• **Directions**
Retype each entry exactly. Skip any pictures.

• **Given information**
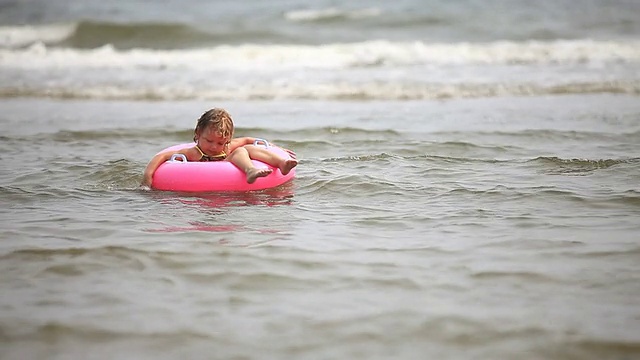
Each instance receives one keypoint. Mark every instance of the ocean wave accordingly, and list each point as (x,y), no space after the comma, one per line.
(330,14)
(325,91)
(327,56)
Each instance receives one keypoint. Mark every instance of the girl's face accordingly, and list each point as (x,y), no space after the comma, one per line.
(211,142)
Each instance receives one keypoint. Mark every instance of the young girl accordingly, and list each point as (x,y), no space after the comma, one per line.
(213,137)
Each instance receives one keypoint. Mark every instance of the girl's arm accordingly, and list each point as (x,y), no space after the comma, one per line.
(238,142)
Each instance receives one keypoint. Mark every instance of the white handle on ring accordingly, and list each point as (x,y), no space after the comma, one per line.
(175,157)
(264,142)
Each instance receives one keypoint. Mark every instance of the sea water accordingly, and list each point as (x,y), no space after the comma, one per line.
(467,186)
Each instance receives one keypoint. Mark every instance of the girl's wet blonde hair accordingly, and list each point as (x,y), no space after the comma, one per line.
(218,120)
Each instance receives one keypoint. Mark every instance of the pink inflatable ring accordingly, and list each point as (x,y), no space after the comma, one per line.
(177,174)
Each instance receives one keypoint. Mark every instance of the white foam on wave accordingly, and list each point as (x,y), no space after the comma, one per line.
(315,91)
(330,13)
(330,56)
(19,36)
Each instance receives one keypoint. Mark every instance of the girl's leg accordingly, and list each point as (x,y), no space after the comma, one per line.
(266,156)
(240,158)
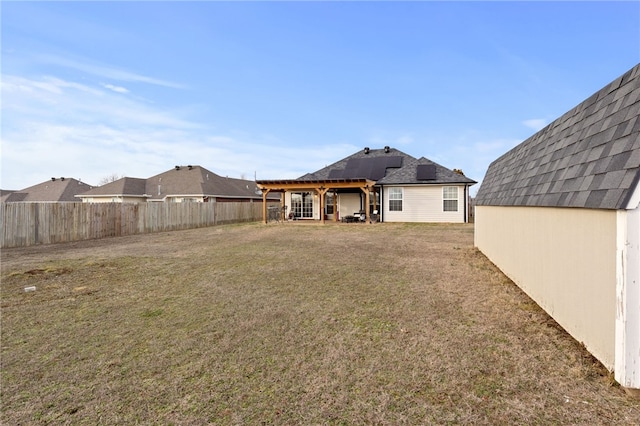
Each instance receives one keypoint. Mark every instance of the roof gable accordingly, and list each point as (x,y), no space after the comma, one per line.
(589,157)
(424,171)
(372,164)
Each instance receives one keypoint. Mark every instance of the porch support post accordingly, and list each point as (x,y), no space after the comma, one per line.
(322,190)
(366,190)
(265,191)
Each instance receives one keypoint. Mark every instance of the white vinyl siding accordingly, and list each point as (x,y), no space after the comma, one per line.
(450,198)
(423,203)
(395,199)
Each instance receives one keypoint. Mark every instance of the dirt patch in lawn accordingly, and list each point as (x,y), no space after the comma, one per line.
(287,324)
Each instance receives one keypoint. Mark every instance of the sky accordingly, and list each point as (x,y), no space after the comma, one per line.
(274,90)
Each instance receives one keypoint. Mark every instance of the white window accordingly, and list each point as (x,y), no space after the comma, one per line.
(395,199)
(450,198)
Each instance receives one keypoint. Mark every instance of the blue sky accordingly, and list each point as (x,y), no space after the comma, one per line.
(278,89)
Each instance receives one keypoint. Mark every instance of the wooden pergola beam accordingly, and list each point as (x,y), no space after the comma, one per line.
(319,186)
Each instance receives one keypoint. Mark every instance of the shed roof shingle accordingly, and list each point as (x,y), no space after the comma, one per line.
(589,157)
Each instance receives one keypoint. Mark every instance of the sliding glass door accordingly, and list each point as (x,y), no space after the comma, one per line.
(302,205)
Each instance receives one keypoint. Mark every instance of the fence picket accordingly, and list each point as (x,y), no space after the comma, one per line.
(25,224)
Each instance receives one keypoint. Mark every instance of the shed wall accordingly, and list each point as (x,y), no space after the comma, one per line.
(565,260)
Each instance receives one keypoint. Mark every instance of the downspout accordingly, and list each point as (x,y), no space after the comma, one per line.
(466,204)
(380,216)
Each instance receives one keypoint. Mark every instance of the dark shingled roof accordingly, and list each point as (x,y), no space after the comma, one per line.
(408,174)
(55,190)
(589,157)
(386,166)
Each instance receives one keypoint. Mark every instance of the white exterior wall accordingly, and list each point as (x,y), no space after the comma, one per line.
(348,204)
(565,260)
(423,204)
(627,328)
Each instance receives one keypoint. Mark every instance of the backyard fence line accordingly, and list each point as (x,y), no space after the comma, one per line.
(26,224)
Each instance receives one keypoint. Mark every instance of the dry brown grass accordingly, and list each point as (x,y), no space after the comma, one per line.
(287,324)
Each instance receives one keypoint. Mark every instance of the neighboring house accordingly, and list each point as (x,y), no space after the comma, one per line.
(52,191)
(388,183)
(124,190)
(560,215)
(180,184)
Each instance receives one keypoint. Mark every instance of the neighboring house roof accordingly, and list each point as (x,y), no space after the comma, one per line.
(132,187)
(181,181)
(589,157)
(388,166)
(198,181)
(54,190)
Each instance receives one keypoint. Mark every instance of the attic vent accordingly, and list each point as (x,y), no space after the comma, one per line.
(426,172)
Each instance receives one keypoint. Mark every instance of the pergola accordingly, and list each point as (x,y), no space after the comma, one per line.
(321,187)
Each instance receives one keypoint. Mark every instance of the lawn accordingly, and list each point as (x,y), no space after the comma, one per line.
(287,324)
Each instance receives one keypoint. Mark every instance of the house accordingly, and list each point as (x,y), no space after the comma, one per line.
(52,191)
(559,214)
(180,184)
(385,184)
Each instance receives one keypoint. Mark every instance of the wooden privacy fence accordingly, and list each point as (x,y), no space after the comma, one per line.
(25,224)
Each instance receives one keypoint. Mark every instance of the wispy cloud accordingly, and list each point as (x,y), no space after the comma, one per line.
(105,71)
(117,89)
(55,127)
(535,123)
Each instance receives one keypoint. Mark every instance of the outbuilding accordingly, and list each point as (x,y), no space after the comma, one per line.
(559,214)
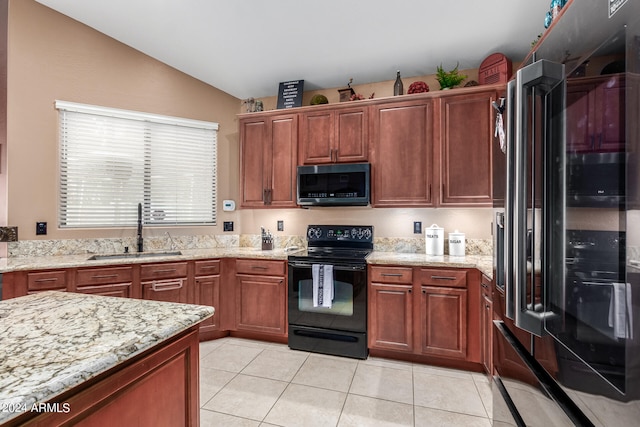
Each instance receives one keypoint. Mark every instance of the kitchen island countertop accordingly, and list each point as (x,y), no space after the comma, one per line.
(55,341)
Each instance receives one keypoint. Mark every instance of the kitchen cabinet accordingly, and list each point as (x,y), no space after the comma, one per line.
(391,308)
(443,313)
(165,282)
(594,106)
(107,281)
(486,324)
(261,297)
(466,148)
(207,291)
(402,153)
(334,135)
(54,280)
(425,314)
(268,160)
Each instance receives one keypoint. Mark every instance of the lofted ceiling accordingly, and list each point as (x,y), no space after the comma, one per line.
(246,47)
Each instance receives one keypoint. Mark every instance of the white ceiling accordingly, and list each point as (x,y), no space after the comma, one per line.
(246,47)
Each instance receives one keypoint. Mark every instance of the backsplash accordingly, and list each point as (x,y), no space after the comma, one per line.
(29,248)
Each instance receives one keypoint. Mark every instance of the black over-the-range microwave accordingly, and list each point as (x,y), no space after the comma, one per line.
(334,185)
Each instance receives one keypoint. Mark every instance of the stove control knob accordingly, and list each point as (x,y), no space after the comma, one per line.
(314,233)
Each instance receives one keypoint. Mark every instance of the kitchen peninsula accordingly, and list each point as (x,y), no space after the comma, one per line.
(94,360)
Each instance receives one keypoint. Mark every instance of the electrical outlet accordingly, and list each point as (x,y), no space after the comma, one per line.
(417,227)
(41,228)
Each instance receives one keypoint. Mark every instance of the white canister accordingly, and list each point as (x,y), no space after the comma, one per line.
(434,240)
(456,244)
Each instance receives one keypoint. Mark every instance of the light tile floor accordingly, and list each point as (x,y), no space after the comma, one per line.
(254,383)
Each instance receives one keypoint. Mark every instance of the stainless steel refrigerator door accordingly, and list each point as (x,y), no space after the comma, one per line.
(527,205)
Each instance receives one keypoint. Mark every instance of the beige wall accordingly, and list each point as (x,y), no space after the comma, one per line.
(52,57)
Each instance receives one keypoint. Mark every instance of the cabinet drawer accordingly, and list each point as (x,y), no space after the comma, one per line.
(97,276)
(207,268)
(163,271)
(47,280)
(485,285)
(448,278)
(392,274)
(253,266)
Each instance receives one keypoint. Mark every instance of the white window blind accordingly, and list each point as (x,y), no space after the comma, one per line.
(111,160)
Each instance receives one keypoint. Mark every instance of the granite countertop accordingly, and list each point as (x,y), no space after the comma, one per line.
(484,263)
(69,261)
(54,341)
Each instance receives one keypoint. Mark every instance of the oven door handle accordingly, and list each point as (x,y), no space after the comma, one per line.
(341,267)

• **Exercise result**
Each instance receives one keypoint. Mark every instance of the ocean wave accordingly, and list each point as (x,y), no space after the comma, one per line.
(330,14)
(325,91)
(327,56)
Each instance receives one keypoint. Mark every instance of the girl's face accordingly, and list each point as (x,y), no space after the comma, one per line.
(211,142)
Each instance receives one keypoint. Mark every instance of the young girl accordingly, and list each point as (x,y), no space after the comma, one per line.
(213,137)
Each instance receives one keypoint. Mark every instance of the girl's arm accordingly, and list each point as (x,y), no space after the comma, one per line.
(238,142)
Each instance receives one keypoint. Mark every instance of the white handle on ring accordingly, and list each point as (x,y), no space after the comma, one per line.
(175,157)
(264,142)
Each instance receives one keypoint. Mark every instance of the sea water accordingly, and list each point as (x,y), no space after the comma, one per line.
(467,186)
Each instance receives one keypoint. Mark every instance of the girl's wet blonde hair accordingly, and list each point as (x,y), no space after the comma, one per line.
(218,120)
Each instance receives one keypoint. Mark every instance of the pink inflatable ring accordingly, and list each point as (x,y), no space after the comma, one per line.
(177,174)
Each instance receives one keypoint. Mark every instance of the white foam on wave accordingly, and list each point as (x,y), no space after the comma, one per line.
(315,91)
(330,13)
(330,56)
(19,36)
Each instance receives one keypoint. Mark every instance of the girl's leg accordingly, and list each point as (x,y), no space after the comma, one per line.
(266,156)
(240,158)
Each instance receives one keypoint. Mark every instance of the roof gable accordingly, and list each point as (x,y), no space after the comma, one per line.
(589,157)
(424,171)
(372,164)
Each instance receives one keypoint. Mark every instance of the porch support post accordingly, and list each point as (x,y), no space after the comma, one per line.
(322,190)
(366,190)
(265,191)
Each instance receives one keypoint. Mark every instance of the white vinyl siding accordingly, and list each point as (x,y), no space after the comma, one per line.
(450,198)
(423,203)
(395,199)
Each instance receives one keypoint. Mark every instance of the dirt patch in lawn accordingly, and list each point as (x,y), no space after the comma, one per line.
(287,324)
Each instance receives one keypoint. Mark every instance of the sky accordingly, and list each point as (x,y), no space after the comma, one per line.
(274,90)
Each instance receives one keypoint. Mark every instance of the white window accordingly, and list each point as (x,y), no space after the comma, one per line.
(395,199)
(450,198)
Each instance receives one keypoint. Mark every instance of the blue sky accordingly, and list each point as (x,y), no space after the comma, one per line.
(278,89)
Each instance receives one keypoint. Mark every instance of the wooden pergola beam accordingly, and list each point as (x,y), no space after the comma, one per line.
(319,186)
Each instance receives one keypoint. Mark every instance of the shed roof shingle accordingly, and list each point as (x,y), no space after the comma, one per line.
(589,157)
Each instance receives one keypoint. Mark every instance of the sliding glass door accordingly, and list each point as (x,y), no space after the comma, one per line.
(302,205)
Each instance receives one keypoint. Mark every instance of the fence picket accordingly, and list each point as (x,y), no space after the comma, one per line.
(25,224)
Each instance receives one keypoint. Mark every instance of the shed wall accordingly, and list each point as (x,y), no space after the comma, one per line.
(565,260)
Each instance receives one keypoint. Mark every instance of the downspout accordingly, and list each point as (x,y), no space after the comma, one per line.
(466,204)
(380,216)
Each instance receives one keypoint. Mark every instance of the dark shingled roof accordingly, and list each point as (x,y), no space after the comma, one per line.
(408,174)
(55,190)
(589,157)
(386,166)
Each instance receives one keypoint. Mark every instance of the white exterior wall accordingly, and list each point as (x,y), no space after the comma, one per line.
(348,204)
(565,260)
(423,204)
(627,328)
Each instance receives one keypoint. Mark every instance of the backyard fence line accordingly, and list each point as (x,y), no space after the comma, one per line.
(26,224)
Each instance receives one keypoint. Mark every instance of the dry brown grass accordingly, and list each point as (x,y), no space after the comma, one per line.
(287,324)
Each instance receives one keypoint. Mark every instance of the neighboring house accordingly, and list each point as (x,y), no space after the comma, one per line.
(52,191)
(388,183)
(124,190)
(560,215)
(180,184)
Each instance receives one keypoint. Mark every instance of the neighboring house roof accordingly, and list each point as (x,y), no space after the comma, one per line.
(132,187)
(181,181)
(589,157)
(388,166)
(198,181)
(54,190)
Each instance receives one keypoint. Mark every instance of the attic vent accordingly, and list each point as (x,y), no space after the comma, one per line.
(426,172)
Each instance receives one keypoint. Mark every instance of the pergola accordingly, and list each point as (x,y), no space after the comma, one per line.
(321,187)
Each instance receives one keypoint. Mark every instance of the lawn accordingly, and list each point as (x,y), no space after the comma, one per line.
(287,324)
Each instance receives one keypoint. Mark every instance of the house accordingly, and list each point as (x,y), no space after the comma, one per line.
(52,191)
(559,214)
(180,184)
(385,184)
Each instance receives one keypoint. Mark every instance of the wooden privacy fence accordingly, and list each point as (x,y), no space after the comma, one per line.
(25,224)
Each instance receives one keypoint. Mark every instance of the wispy cloud accordingly, and list each point as (x,y), no space after the comma, one per line.
(105,71)
(117,89)
(55,127)
(535,123)
Each instance receives one keypoint. Mark every instance of the outbuilding accordingly, and list each point as (x,y), no space after the comma, one per line.
(559,214)
Each instance receives one keypoint. Mark every instance of the kitchen island countertop accordingly, and list each point as (x,y), no space after the comma, one per line.
(55,341)
Each instance receives one keypoint. Mark every instance of the kitchen cabinet accordingly, and list each point as (x,y), no space after the comma, one per line.
(391,308)
(443,313)
(165,282)
(594,106)
(107,281)
(486,324)
(261,297)
(466,148)
(207,291)
(402,153)
(334,135)
(54,280)
(425,314)
(268,160)
Each instance receives one keypoint. Mark every instance of the lofted ceiling accordingly, and list each point as (x,y), no space after the comma, one per line.
(246,47)
Each instance receives one keypoint. Mark every instance of the white ceiling accordingly, and list each point as (x,y), no space after the comma, one per line.
(246,47)
Each instance receives one keypoint. Mark every instance of the backsplash accordingly, and list each point as (x,y), no space after the comma, one per line.
(29,248)
Each instance receives one keypoint. Mark every instance of the black over-the-range microwave accordingly, and list each point as (x,y), no space after the comma, one per line.
(334,185)
Each instance receives one keypoint. Mark every instance of the stove control knob accordingly, and list each point as (x,y), no space after the comma, one per line.
(314,233)
Each instance receives one keypoint. Mark every instance of the kitchen peninsula accordingly, and list each point as (x,y), no space after the comma, one per line.
(94,360)
Each instance receives one keypoint. Mark every instance of the electrical outlet accordingly, and list each point as (x,y), no space after the comma, one per line.
(417,227)
(41,228)
Each instance receives one keypoint. Mark every instance of the white canister accordingly, and list each point as (x,y), no space after the comma, one per line.
(434,240)
(456,244)
Each instance receives one keypoint. Mark every instance of the light tile floor accordingly, and list each point as (x,y), no space after the comma, one per line.
(254,383)
Each instance receives one keypoint. Mark every instance of the stainless steel refrigerator door accordingly, and list each point as (x,y), no space after the comma, one per line.
(527,205)
Each instance receives one keypoint. Mark every instance of the beige wall accordingly, and list each point as (x,y), no space after the comma, one per line.
(52,57)
Each instance receives one keypoint. Mark every instance of the cabinet drawer accordingly, and list each point as (x,y), no space after the comma, one per line.
(97,276)
(207,268)
(163,271)
(47,280)
(485,285)
(448,278)
(392,274)
(253,266)
Each instance receives one keypoint. Mark every instance of the white window blind accordingly, and list each point as (x,y), no space after the comma, one per line.
(111,160)
Each instance receives one keypoint. Mark every instance of the granite countertop accordingly, and list each point as (x,y), no space after the comma, one per line.
(484,263)
(69,261)
(54,341)
Each instance receives one keypoint. Mark every instance of the oven door handle accordingly, and list each point as (x,y), no space after the comma, one per line.
(341,267)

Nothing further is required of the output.